### EXERCISE AIM
Reproduce all of the lines below, requests included, shifting every coordinate in the answers by adding 97 to each number. Omit the pictures from your reproduction.
━━━ RECORDS FOR THIS TASK
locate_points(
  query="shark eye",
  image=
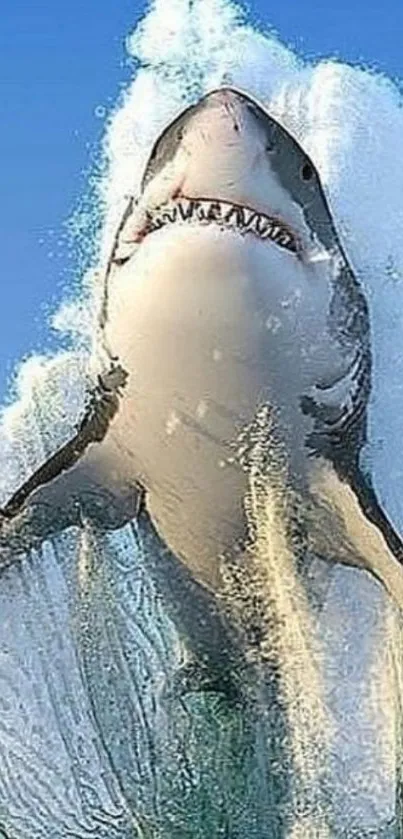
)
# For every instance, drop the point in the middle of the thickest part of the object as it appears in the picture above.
(306, 172)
━━━━━━
### THE OUTPUT
locate_points(
  query="shark eye",
  image=
)
# For every instance, drop the point in the middle of the thickest part of the object as it appears in the picture above.
(403, 269)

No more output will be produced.